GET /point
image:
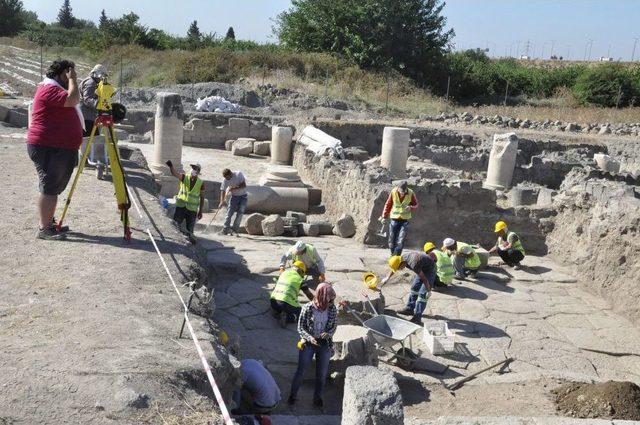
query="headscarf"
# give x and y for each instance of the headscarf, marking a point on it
(324, 295)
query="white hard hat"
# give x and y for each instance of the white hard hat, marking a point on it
(299, 246)
(448, 242)
(99, 70)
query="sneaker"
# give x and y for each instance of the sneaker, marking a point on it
(50, 234)
(282, 320)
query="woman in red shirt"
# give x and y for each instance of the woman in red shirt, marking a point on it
(55, 134)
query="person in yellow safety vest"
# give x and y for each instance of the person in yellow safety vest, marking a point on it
(444, 266)
(190, 197)
(508, 246)
(308, 254)
(284, 297)
(466, 261)
(400, 205)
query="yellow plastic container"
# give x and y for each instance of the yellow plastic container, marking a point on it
(370, 280)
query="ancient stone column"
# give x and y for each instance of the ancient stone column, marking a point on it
(502, 161)
(167, 140)
(395, 151)
(281, 138)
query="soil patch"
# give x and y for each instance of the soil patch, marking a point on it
(606, 400)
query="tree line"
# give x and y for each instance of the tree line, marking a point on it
(407, 38)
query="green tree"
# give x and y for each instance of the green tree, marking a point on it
(65, 17)
(102, 22)
(231, 34)
(408, 35)
(11, 17)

# [Problem description]
Each line of the data should be quoted exactly, with pictures left out.

# [Completed task]
GET /point
image:
query="headscarf"
# give x and y for each instance of the headscarf, marking a point on it
(324, 295)
query="white hard hat"
# give x and y for each instance of the white hard hat, marking a point on it
(299, 246)
(448, 242)
(99, 70)
query="sneaker"
# give x and y for each instance of the sneaker, marking a point on it
(50, 234)
(282, 320)
query="woman in red shirt"
# give x and y for each instance of the woman in red shirt, marking a point on it
(55, 134)
query="person in yellow safety vest"
# give x and y for each instance of the person in yellow safety vest, marking a point on it
(444, 266)
(190, 197)
(508, 246)
(308, 254)
(284, 297)
(466, 261)
(400, 205)
query="yellow plastic container"
# give x and y for each instance of the yellow plastic container, marking a point on it
(370, 280)
query="ancient stone column"
# give x and y for each instance of the ancient stone column, marking a point on it
(502, 161)
(167, 140)
(395, 151)
(281, 138)
query="soil patch"
# give x and y for each instance of the soil patch, marking a point on it
(606, 400)
query="tree line"
# give x and y for each instance of the tree line, marking a point on it
(407, 38)
query="green tree"
# give x and y for each instance of the green tree, marking a point on it
(65, 17)
(102, 22)
(231, 34)
(408, 35)
(11, 17)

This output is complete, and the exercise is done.